Excerpts of labeled region data
⟨

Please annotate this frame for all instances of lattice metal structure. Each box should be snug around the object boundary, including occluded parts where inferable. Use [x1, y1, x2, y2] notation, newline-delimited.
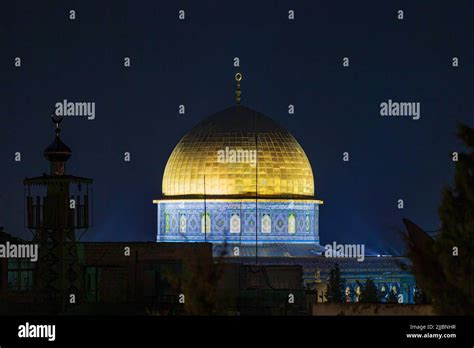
[24, 118, 92, 312]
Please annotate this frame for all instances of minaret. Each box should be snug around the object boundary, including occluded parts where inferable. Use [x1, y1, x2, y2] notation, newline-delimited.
[23, 116, 92, 312]
[235, 73, 242, 105]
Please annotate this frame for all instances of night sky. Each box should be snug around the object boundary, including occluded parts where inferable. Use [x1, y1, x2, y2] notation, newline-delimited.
[0, 0, 474, 253]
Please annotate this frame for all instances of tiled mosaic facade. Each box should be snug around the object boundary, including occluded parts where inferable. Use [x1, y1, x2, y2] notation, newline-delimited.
[157, 200, 319, 244]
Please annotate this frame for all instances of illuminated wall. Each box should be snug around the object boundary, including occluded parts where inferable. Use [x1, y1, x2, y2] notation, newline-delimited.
[155, 199, 319, 244]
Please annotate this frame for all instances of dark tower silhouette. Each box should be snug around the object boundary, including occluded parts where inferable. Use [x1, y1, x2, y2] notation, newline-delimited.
[24, 117, 92, 312]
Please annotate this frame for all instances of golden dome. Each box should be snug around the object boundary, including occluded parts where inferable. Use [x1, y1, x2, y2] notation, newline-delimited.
[162, 105, 314, 198]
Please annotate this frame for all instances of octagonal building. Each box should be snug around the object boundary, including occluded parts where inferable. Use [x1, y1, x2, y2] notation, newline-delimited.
[154, 105, 322, 251]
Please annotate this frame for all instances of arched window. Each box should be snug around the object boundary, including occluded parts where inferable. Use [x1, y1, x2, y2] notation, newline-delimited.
[345, 286, 352, 302]
[201, 213, 211, 233]
[355, 286, 362, 302]
[229, 213, 240, 233]
[165, 212, 171, 233]
[288, 213, 296, 234]
[262, 214, 272, 233]
[179, 214, 187, 233]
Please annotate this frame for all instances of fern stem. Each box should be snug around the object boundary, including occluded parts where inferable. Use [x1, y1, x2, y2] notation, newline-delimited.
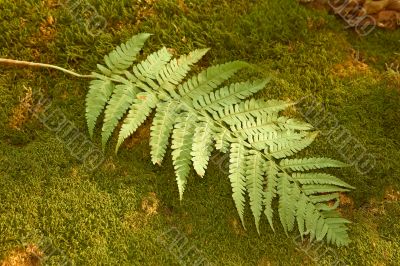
[0, 58, 94, 78]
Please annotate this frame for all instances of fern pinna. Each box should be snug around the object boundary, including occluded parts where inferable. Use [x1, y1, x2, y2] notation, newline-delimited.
[86, 33, 353, 245]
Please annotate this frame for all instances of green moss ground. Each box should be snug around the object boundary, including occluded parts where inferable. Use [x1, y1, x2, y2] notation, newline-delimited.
[0, 0, 400, 265]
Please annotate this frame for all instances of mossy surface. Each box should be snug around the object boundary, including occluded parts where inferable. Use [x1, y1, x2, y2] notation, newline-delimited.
[0, 0, 400, 265]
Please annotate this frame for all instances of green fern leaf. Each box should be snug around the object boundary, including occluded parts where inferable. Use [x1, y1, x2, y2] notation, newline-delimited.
[308, 193, 339, 204]
[279, 157, 348, 171]
[193, 79, 270, 111]
[86, 79, 114, 137]
[269, 132, 318, 159]
[214, 127, 233, 153]
[191, 120, 214, 177]
[264, 161, 278, 231]
[150, 101, 179, 164]
[229, 142, 247, 226]
[302, 185, 349, 195]
[213, 99, 293, 125]
[86, 34, 353, 245]
[178, 61, 247, 99]
[101, 84, 139, 149]
[115, 92, 157, 152]
[171, 112, 196, 200]
[157, 48, 209, 96]
[246, 130, 309, 153]
[246, 150, 265, 233]
[292, 173, 354, 189]
[277, 174, 300, 234]
[296, 194, 308, 239]
[97, 33, 151, 76]
[130, 47, 172, 82]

⟩

What is being asked:
Reproduce every record above verbatim, leaving the pictures out.

Result of this exercise:
Please annotate this frame for all instances of lattice metal structure. Each box should be snug around the object boundary, including occluded parts where inferable. Use [x1, y1, x2, y2] notation, newline-delimited.
[24, 118, 92, 312]
Please annotate this frame for all instances of minaret. Each box should be snug around the object boundary, including occluded parts where inferable. Use [x1, y1, x2, y2] notation, newline-delimited.
[23, 116, 92, 312]
[235, 73, 242, 105]
Please annotate this frame for all instances of night sky. Each box should be snug around the object boundary, including occluded parts where inferable. Use [x1, y1, x2, y2] notation, newline-delimited.
[0, 0, 474, 253]
Please annotate this frame for all instances of tiled mosaic facade. Each box should be snug around the object boundary, including occluded parts where inferable. Use [x1, y1, x2, y2] notation, newline-delimited.
[157, 200, 319, 244]
Please annotate this frame for all instances of illuminated wall. Each box should be snug around the object boundary, including occluded parts where inferable. Use [x1, y1, x2, y2] notation, newline-delimited.
[155, 199, 319, 244]
Please annotate this frame for all instances of dark tower silhouette. Each box should be snug around the object boundary, including occluded parts where inferable. Use [x1, y1, x2, y2] notation, newline-delimited.
[24, 117, 92, 312]
Please annotate this frame for all instances of golden dome. Each box should be snug around the object boundary, including occluded parts where inferable. Use [x1, y1, x2, y2] notation, newline-delimited.
[162, 105, 314, 198]
Please annotate this frame for all instances of octagonal building. Each box should be snug around the object boundary, including occluded parts where inferable. Use [x1, y1, x2, y2] notation, newline-delimited.
[154, 105, 322, 251]
Please annotate this frame for all instances of arched window. Each box should be snug around the object boundary, including occluded parts where inferable. Use [x1, y1, x2, y2] notation, newline-delimited.
[345, 286, 352, 302]
[201, 213, 211, 233]
[355, 286, 362, 302]
[229, 213, 240, 233]
[165, 212, 171, 233]
[288, 213, 296, 234]
[262, 214, 272, 233]
[179, 214, 187, 233]
Please annotate this frame for all instances of fern stem. Each box should be snug around the object boundary, including occluded parts where inferable. Use [x1, y1, x2, y2] notation, newline-delimited.
[0, 58, 94, 78]
Please annotate this frame for all instances of fern pinna. Each box should be snug around the object boundary, including occluded parts where inferable. Use [x1, y1, x2, y2] notation, newline-delimited.
[86, 33, 353, 245]
Please annotate this frame for all instances of green moss ground. Each box should be snug around the object boundary, including occluded parts where inferable. Use [x1, y1, x2, y2] notation, newline-delimited.
[0, 0, 400, 265]
Please annotate this frame for all instances of mossy surface. Each box should be snug around the object boundary, including occluded parts where inferable. Use [x1, y1, x2, y2] notation, newline-delimited.
[0, 0, 400, 265]
Please annotate this frame for all instances of green fern leaf. Each box should be snug around the object boundary, including occluded parts where inferable. Use [x1, y1, x2, y2] notation, newline-delimited.
[308, 193, 339, 204]
[279, 157, 348, 171]
[193, 79, 270, 111]
[86, 79, 114, 137]
[269, 132, 318, 159]
[214, 127, 233, 153]
[191, 120, 214, 177]
[264, 161, 278, 231]
[150, 101, 179, 164]
[229, 142, 247, 226]
[302, 185, 349, 195]
[213, 99, 293, 125]
[86, 34, 353, 245]
[178, 61, 247, 99]
[101, 84, 139, 149]
[115, 92, 157, 152]
[171, 112, 196, 200]
[157, 48, 209, 96]
[246, 130, 309, 153]
[246, 150, 265, 233]
[292, 173, 354, 189]
[277, 174, 300, 234]
[296, 194, 308, 239]
[97, 33, 151, 76]
[130, 47, 172, 82]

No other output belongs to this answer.